## BEGIN Stored data

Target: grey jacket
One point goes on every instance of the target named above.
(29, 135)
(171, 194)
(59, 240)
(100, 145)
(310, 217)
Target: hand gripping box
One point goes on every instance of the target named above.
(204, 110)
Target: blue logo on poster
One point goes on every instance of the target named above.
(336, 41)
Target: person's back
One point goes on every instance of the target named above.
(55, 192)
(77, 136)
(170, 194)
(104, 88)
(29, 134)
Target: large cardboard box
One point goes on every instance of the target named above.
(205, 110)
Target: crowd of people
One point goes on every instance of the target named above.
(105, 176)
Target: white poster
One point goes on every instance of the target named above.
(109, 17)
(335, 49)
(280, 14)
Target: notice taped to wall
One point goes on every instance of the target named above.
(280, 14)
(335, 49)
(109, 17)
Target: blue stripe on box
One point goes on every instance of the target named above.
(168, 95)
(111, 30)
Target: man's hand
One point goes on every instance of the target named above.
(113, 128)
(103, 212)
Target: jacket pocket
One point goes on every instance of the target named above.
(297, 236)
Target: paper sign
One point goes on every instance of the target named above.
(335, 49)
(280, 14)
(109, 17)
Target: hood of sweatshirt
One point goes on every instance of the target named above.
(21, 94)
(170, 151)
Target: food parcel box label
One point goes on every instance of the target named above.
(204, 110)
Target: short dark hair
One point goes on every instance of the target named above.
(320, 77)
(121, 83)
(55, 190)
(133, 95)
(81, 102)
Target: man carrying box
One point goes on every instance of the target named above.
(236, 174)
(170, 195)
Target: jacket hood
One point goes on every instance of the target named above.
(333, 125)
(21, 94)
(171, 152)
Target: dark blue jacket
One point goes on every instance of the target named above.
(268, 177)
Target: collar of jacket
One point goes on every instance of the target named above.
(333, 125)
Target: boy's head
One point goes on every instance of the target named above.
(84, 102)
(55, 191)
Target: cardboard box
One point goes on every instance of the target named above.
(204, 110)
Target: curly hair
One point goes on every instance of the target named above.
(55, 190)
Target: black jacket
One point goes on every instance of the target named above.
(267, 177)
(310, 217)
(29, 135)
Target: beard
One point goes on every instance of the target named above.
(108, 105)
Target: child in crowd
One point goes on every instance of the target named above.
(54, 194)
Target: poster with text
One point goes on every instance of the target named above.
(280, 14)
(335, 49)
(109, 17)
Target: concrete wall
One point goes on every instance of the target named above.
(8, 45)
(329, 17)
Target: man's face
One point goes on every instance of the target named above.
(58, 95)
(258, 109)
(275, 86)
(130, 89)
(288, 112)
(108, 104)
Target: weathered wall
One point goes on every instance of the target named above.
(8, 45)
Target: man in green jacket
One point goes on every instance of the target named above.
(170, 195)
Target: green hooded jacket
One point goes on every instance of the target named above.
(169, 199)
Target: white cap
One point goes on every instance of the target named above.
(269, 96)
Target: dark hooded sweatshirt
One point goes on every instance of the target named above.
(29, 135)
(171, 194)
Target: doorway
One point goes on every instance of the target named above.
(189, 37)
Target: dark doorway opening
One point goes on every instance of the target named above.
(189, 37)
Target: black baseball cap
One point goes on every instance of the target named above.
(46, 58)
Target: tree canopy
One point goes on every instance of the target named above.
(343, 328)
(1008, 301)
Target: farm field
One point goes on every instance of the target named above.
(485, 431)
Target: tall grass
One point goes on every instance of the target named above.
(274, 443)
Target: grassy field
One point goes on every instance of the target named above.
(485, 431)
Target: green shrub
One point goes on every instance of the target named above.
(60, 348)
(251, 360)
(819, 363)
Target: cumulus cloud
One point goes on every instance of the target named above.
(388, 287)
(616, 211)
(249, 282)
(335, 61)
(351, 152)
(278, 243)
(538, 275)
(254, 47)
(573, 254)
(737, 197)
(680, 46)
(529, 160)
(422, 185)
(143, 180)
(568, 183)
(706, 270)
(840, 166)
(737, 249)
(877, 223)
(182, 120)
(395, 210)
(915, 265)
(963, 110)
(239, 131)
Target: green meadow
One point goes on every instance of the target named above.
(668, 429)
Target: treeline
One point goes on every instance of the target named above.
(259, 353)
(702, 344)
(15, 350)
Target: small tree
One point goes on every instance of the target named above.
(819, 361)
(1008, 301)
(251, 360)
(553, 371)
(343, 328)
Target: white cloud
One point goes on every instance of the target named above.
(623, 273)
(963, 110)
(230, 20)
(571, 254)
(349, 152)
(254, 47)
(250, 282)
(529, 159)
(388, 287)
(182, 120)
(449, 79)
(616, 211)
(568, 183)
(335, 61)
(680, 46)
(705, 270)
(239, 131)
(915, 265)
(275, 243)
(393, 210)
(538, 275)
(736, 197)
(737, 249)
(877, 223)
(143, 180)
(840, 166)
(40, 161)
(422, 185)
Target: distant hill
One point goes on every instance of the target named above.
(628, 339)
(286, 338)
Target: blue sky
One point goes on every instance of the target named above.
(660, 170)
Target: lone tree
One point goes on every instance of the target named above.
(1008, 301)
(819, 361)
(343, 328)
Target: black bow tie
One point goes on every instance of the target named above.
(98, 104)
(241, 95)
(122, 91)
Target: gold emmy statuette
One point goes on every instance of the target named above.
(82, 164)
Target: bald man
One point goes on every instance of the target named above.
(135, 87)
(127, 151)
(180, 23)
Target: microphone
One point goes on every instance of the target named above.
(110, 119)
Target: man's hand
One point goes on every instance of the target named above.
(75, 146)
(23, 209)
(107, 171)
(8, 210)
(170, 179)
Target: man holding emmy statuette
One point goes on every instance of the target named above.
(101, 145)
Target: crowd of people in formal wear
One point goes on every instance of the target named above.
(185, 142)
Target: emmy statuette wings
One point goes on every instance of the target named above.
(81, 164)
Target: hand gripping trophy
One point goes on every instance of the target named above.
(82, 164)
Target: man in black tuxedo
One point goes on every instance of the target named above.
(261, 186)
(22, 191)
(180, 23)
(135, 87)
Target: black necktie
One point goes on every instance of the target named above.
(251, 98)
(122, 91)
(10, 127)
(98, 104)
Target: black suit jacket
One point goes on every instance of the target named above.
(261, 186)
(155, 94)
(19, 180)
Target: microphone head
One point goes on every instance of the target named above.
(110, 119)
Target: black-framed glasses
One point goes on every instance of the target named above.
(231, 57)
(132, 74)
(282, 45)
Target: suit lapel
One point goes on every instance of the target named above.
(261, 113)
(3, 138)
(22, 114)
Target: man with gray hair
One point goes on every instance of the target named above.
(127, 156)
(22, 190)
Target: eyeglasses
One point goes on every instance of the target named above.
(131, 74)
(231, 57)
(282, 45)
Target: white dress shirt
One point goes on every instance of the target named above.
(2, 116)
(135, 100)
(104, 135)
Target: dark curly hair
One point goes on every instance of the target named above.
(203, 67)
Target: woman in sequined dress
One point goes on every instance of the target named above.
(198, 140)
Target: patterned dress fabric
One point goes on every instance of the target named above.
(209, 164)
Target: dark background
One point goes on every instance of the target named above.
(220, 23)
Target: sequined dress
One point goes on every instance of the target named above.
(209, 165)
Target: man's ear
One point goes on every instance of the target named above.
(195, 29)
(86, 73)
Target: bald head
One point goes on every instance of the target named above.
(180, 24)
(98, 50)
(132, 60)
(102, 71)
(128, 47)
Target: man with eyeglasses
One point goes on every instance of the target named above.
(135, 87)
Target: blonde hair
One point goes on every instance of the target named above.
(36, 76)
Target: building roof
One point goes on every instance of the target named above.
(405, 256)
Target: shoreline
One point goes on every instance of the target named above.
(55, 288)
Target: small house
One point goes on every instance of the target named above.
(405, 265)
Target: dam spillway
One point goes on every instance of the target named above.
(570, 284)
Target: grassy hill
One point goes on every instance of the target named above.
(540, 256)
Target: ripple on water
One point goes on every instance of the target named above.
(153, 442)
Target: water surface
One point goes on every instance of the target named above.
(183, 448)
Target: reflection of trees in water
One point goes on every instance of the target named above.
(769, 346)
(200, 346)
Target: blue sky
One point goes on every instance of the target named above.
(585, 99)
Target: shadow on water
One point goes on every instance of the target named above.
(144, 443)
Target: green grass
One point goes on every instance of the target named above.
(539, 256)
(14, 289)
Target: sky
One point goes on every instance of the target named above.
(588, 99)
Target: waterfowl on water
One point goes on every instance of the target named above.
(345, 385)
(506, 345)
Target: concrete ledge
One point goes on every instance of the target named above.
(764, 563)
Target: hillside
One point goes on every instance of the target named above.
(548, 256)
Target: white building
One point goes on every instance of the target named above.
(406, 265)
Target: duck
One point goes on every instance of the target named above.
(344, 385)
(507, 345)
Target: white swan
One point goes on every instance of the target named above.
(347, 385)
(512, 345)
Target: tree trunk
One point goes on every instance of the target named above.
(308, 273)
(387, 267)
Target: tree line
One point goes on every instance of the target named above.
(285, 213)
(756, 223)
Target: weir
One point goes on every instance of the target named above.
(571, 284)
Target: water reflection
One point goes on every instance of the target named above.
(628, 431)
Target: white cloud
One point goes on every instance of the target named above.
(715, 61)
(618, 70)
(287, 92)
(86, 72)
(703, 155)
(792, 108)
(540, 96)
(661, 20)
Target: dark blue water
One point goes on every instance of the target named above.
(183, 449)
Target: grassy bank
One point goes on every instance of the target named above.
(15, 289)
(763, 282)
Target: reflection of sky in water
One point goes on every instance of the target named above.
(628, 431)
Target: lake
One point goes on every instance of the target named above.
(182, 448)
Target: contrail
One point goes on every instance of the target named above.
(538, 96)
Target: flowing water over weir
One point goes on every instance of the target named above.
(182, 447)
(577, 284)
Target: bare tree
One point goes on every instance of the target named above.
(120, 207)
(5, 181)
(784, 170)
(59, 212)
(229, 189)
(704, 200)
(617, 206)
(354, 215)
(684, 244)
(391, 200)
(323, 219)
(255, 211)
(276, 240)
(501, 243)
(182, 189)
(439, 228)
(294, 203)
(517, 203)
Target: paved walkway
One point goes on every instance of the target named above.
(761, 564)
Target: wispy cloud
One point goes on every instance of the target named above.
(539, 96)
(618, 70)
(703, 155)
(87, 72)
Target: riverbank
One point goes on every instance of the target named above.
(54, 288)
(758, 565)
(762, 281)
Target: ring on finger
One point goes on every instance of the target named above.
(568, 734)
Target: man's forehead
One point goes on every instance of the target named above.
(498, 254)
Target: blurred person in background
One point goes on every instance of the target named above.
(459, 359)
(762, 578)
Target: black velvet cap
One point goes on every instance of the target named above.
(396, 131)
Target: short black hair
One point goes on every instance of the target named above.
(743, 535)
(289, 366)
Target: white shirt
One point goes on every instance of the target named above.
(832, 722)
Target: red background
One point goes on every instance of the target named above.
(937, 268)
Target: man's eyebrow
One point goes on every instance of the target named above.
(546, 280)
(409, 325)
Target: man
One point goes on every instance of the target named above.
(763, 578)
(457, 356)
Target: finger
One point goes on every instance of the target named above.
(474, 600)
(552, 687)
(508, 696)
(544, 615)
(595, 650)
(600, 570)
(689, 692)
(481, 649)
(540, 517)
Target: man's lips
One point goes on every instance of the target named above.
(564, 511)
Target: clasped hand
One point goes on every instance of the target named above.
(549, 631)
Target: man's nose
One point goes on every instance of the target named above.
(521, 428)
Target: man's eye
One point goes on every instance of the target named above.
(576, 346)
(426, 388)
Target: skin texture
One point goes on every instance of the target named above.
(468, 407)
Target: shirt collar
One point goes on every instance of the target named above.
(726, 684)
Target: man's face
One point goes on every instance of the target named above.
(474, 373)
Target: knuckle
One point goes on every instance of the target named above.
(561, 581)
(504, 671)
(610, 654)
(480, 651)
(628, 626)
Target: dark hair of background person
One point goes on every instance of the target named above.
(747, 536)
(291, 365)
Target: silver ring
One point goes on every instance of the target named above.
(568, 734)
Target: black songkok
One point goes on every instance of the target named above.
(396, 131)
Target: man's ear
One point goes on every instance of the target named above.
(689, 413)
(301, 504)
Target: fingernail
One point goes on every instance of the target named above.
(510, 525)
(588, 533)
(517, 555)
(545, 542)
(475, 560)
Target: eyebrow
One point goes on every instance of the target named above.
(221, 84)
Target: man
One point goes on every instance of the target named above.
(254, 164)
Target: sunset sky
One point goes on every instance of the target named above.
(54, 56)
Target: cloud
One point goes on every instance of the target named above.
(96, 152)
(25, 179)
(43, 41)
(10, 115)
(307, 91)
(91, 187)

## END Stored data

■ **Instruction**: Give again only the lines of the material above that run from the one with "Target: man's nose" through the end, both included, exactly as they appear.

■ **Full response**:
Target: man's nose
One point goes on every instance of the target named above.
(521, 428)
Target: man's eye
One point goes on every instance of the target named above.
(576, 346)
(426, 388)
Target: skin texture
One point goes on every instance of the target named above.
(468, 407)
Target: shirt collar
One point goes on every instance of the target named above.
(726, 684)
Target: man's face
One point goes on every instance of the target named above.
(474, 373)
Target: knuckle
One point goes on every instance of the target named above.
(561, 581)
(504, 671)
(610, 654)
(480, 651)
(628, 626)
Target: dark hair of background person
One point goes on every instance of the target named above.
(747, 536)
(291, 365)
Target: silver ring
One point goes on every instance of the target named above.
(568, 734)
Target: black songkok
One point goes on every instance of the target named above.
(396, 131)
Target: man's ear
One point goes on every instance of the target named above.
(689, 413)
(301, 504)
Target: fingernail
One point goes on every instance of the target named above.
(510, 525)
(588, 533)
(517, 555)
(545, 542)
(475, 560)
Target: eyebrow
One point goes on every instance of the target named above.
(221, 84)
Target: man
One point goes on every instance of the target named above.
(254, 164)
Target: sunset sky
One point goes on every instance of the target named above.
(54, 56)
Target: cloud
One point goes on every instance of the target named above.
(96, 152)
(25, 179)
(43, 41)
(10, 115)
(307, 91)
(91, 187)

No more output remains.